TASK STATEMENT: Please rewrite the review, from "Rationale: so I" down to "lack team colour.", with "gripes" changed to "issues".

SOURCE TEXT:
(begin)

Rationale: so I don't believe in an "Awesomeness" criteria. Really, it's just an extra 5 marks assigned to the role/gameplay criteria, at the expense of balance considerations. I've made balance equal to the other 3 categories and removed awesomeness, because to me, well-thought out racial mechanics are as important as bringing fun, wacky and innovative ones to the table.

Asset usage is fantastic. No complaints thematically, but a few functional gripes.
  • Stone Wraiths, Dream Seers & Spirit Cauldrons lack team colour.
  • Veilrippers, Mindbenders and Dream Seers are hard to see during a fight. Needs a larger model, more colour, or streamlined details
  • Some buffs, such as Third Eye & Mind Over Matter, are hard to see.
  • Dying Wish's attack missile spawns too far out
Special effects are super-polished.
Icons are fantastic. No complaints.
Unit names were rarely unfitting, but often overly complicated and hard to extract the role of the unit from.

(end)

EXTRACTED RECORDS:
(begin)

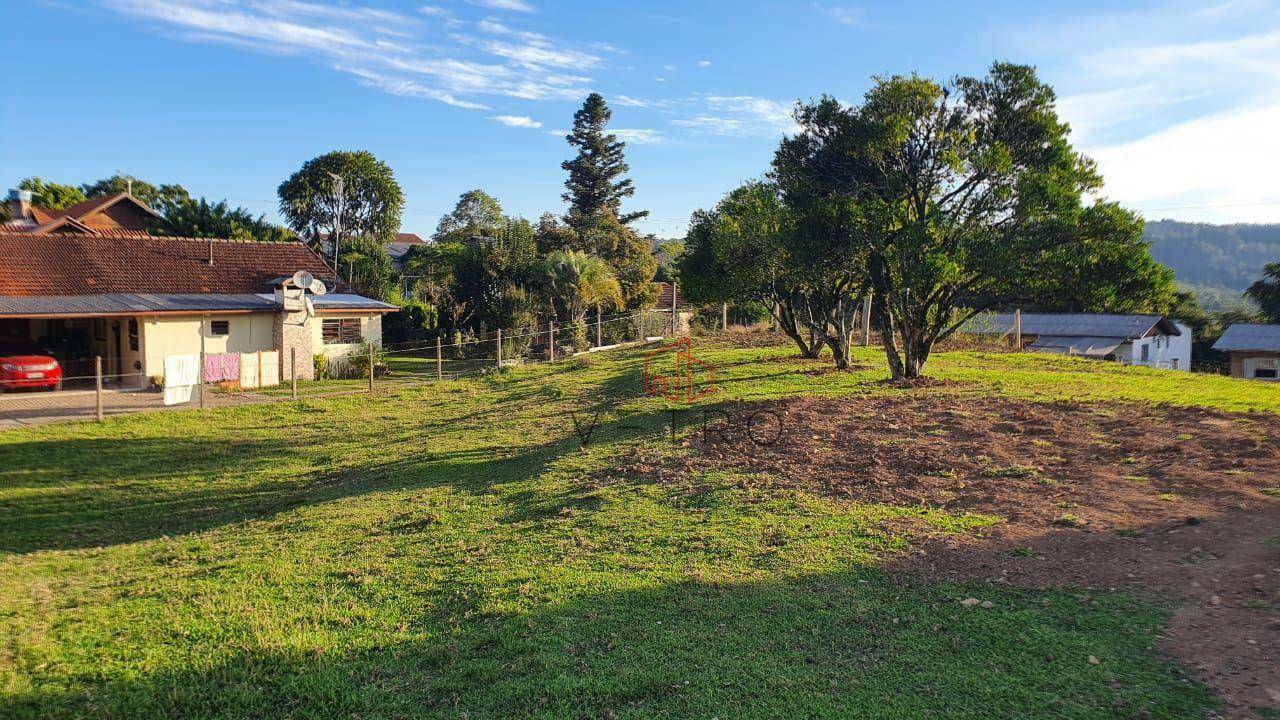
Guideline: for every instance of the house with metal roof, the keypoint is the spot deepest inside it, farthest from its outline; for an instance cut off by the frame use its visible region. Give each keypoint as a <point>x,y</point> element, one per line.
<point>1255,350</point>
<point>133,299</point>
<point>1152,341</point>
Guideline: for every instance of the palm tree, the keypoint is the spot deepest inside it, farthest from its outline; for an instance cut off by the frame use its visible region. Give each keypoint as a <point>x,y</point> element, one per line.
<point>577,282</point>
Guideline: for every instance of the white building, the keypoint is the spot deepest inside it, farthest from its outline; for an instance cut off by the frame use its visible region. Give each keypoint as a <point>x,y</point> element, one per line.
<point>1151,341</point>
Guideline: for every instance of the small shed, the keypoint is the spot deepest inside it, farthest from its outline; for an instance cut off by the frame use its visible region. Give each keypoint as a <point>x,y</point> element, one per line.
<point>1255,350</point>
<point>1151,341</point>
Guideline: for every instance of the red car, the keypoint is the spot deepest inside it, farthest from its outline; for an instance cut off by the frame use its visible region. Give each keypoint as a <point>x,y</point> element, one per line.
<point>27,365</point>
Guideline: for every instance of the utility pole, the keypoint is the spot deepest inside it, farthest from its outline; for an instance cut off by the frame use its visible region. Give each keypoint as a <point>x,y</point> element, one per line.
<point>339,201</point>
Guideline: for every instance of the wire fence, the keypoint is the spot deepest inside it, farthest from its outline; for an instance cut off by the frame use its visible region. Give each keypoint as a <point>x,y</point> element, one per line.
<point>218,381</point>
<point>237,378</point>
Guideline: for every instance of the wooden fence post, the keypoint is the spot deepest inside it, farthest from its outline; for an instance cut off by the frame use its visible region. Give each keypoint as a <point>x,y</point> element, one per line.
<point>200,370</point>
<point>97,381</point>
<point>867,319</point>
<point>675,290</point>
<point>200,379</point>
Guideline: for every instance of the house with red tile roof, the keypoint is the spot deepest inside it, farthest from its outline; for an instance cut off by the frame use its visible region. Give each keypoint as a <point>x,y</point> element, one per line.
<point>117,215</point>
<point>133,299</point>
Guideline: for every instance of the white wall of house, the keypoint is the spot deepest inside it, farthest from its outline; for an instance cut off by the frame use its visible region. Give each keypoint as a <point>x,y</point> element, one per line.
<point>370,331</point>
<point>179,335</point>
<point>1169,352</point>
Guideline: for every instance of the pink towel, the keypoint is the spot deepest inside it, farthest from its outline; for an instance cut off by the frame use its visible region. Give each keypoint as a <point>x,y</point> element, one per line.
<point>222,367</point>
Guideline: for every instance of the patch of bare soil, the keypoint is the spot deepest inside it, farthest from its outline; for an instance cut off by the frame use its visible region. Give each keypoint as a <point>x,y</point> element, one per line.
<point>1176,502</point>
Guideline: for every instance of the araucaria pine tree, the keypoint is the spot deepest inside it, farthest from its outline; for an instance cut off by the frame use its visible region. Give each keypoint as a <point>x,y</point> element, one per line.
<point>595,183</point>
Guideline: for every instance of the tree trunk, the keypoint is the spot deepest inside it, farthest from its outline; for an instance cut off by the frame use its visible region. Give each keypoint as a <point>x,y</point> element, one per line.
<point>785,315</point>
<point>885,319</point>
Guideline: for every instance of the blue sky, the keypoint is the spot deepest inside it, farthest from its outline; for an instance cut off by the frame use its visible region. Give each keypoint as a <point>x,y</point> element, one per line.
<point>1178,101</point>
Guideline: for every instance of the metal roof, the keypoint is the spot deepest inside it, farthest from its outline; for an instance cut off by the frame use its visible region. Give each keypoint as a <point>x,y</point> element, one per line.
<point>1088,346</point>
<point>1072,324</point>
<point>1243,336</point>
<point>150,304</point>
<point>343,301</point>
<point>133,304</point>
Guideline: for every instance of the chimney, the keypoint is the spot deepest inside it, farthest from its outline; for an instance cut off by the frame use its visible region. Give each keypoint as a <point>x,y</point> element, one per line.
<point>19,204</point>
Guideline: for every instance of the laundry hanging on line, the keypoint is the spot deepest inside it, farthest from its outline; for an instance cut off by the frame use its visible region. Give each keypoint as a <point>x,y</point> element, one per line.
<point>181,374</point>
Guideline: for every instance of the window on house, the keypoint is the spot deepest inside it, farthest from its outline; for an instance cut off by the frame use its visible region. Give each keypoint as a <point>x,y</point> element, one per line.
<point>1265,369</point>
<point>341,331</point>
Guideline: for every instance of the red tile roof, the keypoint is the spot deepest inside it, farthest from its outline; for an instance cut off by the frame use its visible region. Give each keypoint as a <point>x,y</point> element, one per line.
<point>81,264</point>
<point>45,220</point>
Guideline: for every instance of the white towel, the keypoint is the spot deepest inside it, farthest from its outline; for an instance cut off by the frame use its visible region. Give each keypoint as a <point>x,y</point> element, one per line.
<point>181,374</point>
<point>248,370</point>
<point>270,369</point>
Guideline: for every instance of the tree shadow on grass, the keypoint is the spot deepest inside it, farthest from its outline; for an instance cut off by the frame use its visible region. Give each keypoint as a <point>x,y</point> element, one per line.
<point>88,492</point>
<point>844,645</point>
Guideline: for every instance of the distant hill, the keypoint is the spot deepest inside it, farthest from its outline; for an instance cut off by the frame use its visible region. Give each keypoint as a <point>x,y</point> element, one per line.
<point>1217,261</point>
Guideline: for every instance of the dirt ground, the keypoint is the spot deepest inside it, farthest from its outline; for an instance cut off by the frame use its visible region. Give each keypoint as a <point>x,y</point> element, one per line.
<point>1176,502</point>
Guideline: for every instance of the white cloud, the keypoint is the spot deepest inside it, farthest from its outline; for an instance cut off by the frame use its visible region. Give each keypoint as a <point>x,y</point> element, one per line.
<point>387,50</point>
<point>712,124</point>
<point>639,136</point>
<point>1179,123</point>
<point>626,100</point>
<point>517,121</point>
<point>1214,165</point>
<point>1092,114</point>
<point>853,16</point>
<point>513,5</point>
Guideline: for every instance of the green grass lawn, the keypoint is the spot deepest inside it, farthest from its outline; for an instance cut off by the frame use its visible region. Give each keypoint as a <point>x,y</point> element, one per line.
<point>449,550</point>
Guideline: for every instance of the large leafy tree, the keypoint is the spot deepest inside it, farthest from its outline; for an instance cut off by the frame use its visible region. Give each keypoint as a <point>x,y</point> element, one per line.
<point>201,218</point>
<point>369,205</point>
<point>366,267</point>
<point>159,197</point>
<point>476,214</point>
<point>740,251</point>
<point>51,195</point>
<point>1266,292</point>
<point>595,183</point>
<point>182,214</point>
<point>947,200</point>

(end)

THE COMPLETED TASK:
Rationale: so I don't believe in an "Awesomeness" criteria. Really, it's just an extra 5 marks assigned to the role/gameplay criteria, at the expense of balance considerations. I've made balance equal to the other 3 categories and removed awesomeness, because to me, well-thought out racial mechanics are as important as bringing fun, wacky and innovative ones to the table.

Asset usage is fantastic. No complaints thematically, but a few functional issues.
  • Stone Wraiths, Dream Seers & Spirit Cauldrons lack team colour.